- [Data under study]:

◆ ◆ ◆ ◆ ◆ ◆ ◆

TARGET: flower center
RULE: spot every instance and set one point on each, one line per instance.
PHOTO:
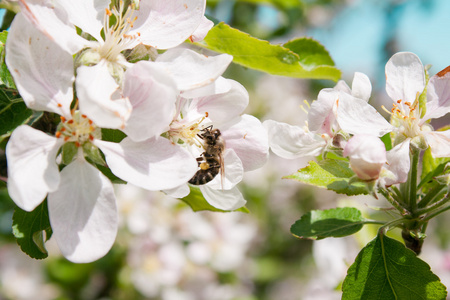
(187, 132)
(80, 129)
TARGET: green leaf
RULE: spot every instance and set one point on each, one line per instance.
(300, 58)
(336, 222)
(431, 167)
(385, 269)
(112, 135)
(13, 111)
(5, 76)
(32, 230)
(334, 175)
(286, 4)
(197, 202)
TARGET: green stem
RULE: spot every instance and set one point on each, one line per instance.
(412, 179)
(432, 195)
(394, 202)
(432, 207)
(431, 216)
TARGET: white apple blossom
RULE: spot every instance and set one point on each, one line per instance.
(371, 162)
(335, 114)
(81, 201)
(101, 64)
(405, 81)
(246, 146)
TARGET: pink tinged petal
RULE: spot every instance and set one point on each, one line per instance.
(439, 142)
(367, 155)
(166, 24)
(32, 168)
(321, 115)
(33, 68)
(202, 30)
(83, 213)
(192, 70)
(219, 86)
(87, 15)
(291, 142)
(152, 95)
(398, 162)
(361, 86)
(438, 94)
(405, 76)
(98, 97)
(154, 164)
(52, 20)
(356, 116)
(223, 199)
(223, 107)
(248, 138)
(233, 172)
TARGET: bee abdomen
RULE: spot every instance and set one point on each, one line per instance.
(204, 176)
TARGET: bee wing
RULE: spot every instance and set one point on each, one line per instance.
(222, 169)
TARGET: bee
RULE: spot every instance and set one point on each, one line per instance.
(210, 161)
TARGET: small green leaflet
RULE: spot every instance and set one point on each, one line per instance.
(331, 174)
(13, 111)
(336, 222)
(197, 202)
(386, 269)
(5, 76)
(299, 58)
(32, 230)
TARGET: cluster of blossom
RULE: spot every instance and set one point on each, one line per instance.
(343, 122)
(175, 254)
(109, 65)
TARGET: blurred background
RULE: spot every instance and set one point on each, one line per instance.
(165, 251)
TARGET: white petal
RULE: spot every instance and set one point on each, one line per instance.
(52, 20)
(87, 15)
(398, 162)
(438, 94)
(152, 95)
(166, 24)
(249, 139)
(223, 199)
(356, 116)
(405, 77)
(321, 115)
(154, 164)
(367, 155)
(361, 86)
(178, 192)
(202, 30)
(223, 107)
(32, 169)
(290, 142)
(439, 142)
(192, 70)
(97, 95)
(233, 172)
(33, 59)
(83, 213)
(219, 86)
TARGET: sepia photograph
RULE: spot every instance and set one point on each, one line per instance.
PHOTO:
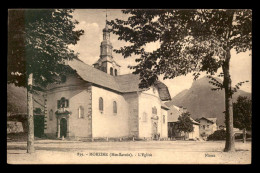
(129, 86)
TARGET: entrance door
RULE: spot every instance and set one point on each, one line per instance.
(154, 129)
(63, 127)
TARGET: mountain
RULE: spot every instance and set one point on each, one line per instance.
(201, 101)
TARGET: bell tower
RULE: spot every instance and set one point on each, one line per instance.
(106, 63)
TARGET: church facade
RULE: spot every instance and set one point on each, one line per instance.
(98, 102)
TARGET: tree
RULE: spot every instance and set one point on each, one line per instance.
(38, 43)
(185, 123)
(243, 115)
(190, 41)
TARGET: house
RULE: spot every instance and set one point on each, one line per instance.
(207, 126)
(221, 127)
(98, 102)
(173, 132)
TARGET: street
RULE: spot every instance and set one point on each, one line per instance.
(131, 152)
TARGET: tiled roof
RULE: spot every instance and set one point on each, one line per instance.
(164, 106)
(213, 120)
(122, 83)
(174, 114)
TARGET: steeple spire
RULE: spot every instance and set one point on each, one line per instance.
(106, 62)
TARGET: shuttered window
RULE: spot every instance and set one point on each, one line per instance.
(101, 104)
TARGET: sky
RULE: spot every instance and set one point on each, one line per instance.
(92, 21)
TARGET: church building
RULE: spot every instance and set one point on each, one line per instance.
(98, 102)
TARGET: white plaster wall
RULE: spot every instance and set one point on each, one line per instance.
(195, 134)
(133, 107)
(208, 130)
(72, 87)
(80, 127)
(108, 124)
(164, 131)
(147, 100)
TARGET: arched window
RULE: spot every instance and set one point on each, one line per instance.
(144, 118)
(154, 110)
(63, 103)
(111, 71)
(51, 115)
(114, 107)
(81, 112)
(101, 104)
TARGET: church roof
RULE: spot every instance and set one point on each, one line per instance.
(122, 83)
(213, 120)
(109, 59)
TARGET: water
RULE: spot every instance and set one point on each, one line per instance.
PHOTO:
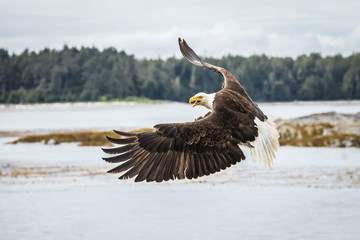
(132, 116)
(62, 191)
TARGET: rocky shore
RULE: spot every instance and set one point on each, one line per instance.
(317, 130)
(321, 130)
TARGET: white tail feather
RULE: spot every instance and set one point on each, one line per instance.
(266, 143)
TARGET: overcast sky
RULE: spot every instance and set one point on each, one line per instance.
(213, 28)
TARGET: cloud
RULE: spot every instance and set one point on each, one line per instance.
(279, 28)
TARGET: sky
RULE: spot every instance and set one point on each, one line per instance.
(150, 29)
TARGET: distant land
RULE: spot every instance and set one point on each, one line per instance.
(88, 74)
(317, 130)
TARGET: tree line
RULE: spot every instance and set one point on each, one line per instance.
(88, 74)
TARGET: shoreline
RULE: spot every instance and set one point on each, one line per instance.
(120, 103)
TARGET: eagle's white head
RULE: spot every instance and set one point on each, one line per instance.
(203, 99)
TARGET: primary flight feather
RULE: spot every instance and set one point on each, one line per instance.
(205, 146)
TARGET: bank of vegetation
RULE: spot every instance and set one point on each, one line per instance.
(88, 74)
(317, 130)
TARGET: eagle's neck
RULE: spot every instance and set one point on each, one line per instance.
(210, 100)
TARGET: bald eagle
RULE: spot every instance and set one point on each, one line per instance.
(205, 146)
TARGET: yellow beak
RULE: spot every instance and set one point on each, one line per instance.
(195, 100)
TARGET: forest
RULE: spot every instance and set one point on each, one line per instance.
(90, 74)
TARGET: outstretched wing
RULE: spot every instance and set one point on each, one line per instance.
(230, 81)
(174, 151)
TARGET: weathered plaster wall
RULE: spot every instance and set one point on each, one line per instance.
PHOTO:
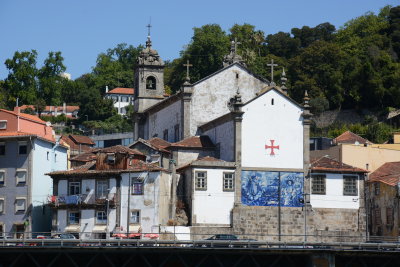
(272, 117)
(165, 119)
(223, 137)
(210, 97)
(333, 197)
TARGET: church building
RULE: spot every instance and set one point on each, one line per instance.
(253, 179)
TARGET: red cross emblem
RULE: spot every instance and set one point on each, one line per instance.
(272, 147)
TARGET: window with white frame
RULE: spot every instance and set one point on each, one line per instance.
(318, 184)
(22, 148)
(20, 177)
(2, 208)
(2, 177)
(201, 180)
(350, 185)
(20, 204)
(229, 181)
(2, 148)
(101, 188)
(137, 188)
(135, 216)
(74, 188)
(101, 217)
(3, 124)
(74, 217)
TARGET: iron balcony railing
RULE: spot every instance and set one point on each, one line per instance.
(81, 199)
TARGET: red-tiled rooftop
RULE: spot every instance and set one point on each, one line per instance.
(326, 164)
(350, 138)
(81, 139)
(195, 142)
(122, 91)
(388, 173)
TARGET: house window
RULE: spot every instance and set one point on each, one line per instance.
(22, 148)
(318, 185)
(20, 204)
(389, 216)
(74, 188)
(176, 132)
(137, 188)
(151, 83)
(229, 181)
(20, 177)
(135, 216)
(378, 219)
(165, 134)
(3, 125)
(101, 217)
(102, 189)
(377, 188)
(2, 148)
(350, 185)
(74, 217)
(2, 205)
(2, 177)
(201, 181)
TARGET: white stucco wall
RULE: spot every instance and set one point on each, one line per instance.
(334, 197)
(224, 135)
(164, 119)
(210, 97)
(263, 122)
(212, 206)
(146, 203)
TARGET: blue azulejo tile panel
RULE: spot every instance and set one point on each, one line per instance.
(260, 188)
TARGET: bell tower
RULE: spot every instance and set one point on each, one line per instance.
(149, 78)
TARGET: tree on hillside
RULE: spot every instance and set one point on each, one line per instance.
(50, 81)
(21, 81)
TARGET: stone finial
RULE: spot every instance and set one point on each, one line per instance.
(272, 65)
(233, 56)
(187, 65)
(283, 82)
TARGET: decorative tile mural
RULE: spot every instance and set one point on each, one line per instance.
(260, 188)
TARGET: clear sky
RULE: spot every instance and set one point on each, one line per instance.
(81, 29)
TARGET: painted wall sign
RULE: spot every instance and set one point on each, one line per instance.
(272, 147)
(261, 188)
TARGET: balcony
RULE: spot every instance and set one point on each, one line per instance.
(81, 200)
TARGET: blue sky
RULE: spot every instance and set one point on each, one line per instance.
(81, 29)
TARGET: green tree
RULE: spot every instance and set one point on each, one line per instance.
(50, 81)
(21, 81)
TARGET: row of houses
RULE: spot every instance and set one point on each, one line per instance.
(227, 154)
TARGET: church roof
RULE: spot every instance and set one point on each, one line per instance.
(122, 91)
(202, 141)
(350, 138)
(388, 173)
(326, 164)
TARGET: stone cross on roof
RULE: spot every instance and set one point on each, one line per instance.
(272, 65)
(187, 65)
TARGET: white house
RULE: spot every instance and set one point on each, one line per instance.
(122, 97)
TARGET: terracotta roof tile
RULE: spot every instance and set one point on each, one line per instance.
(350, 138)
(122, 91)
(195, 142)
(159, 143)
(81, 139)
(326, 164)
(388, 173)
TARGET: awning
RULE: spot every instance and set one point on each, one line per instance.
(135, 228)
(72, 228)
(99, 229)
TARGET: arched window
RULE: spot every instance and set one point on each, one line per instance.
(151, 83)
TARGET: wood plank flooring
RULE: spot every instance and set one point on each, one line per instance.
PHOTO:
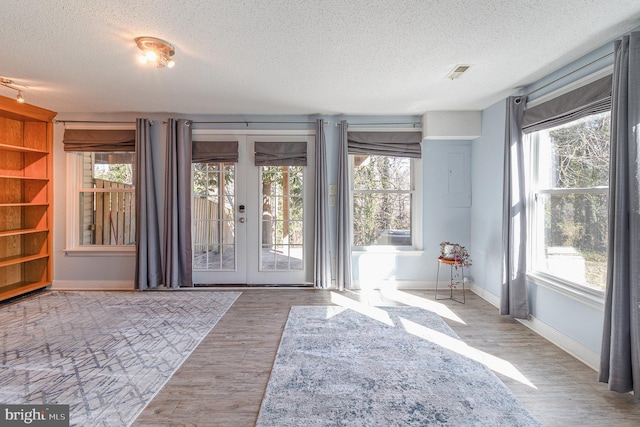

◆ ◆ ◆ ◆ ◆ ◆ ◆

- [What to produce]: Where the word "white" appears in a line of the entries, copy that line.

- [Response area]:
TARGET: white apple blossom
TARGET: white petal
TARGET: white plaster wall
TARGET: white tail feather
TARGET: eagle's white head
TARGET: window with white frame
TARGET: white stucco wall
TARGET: white house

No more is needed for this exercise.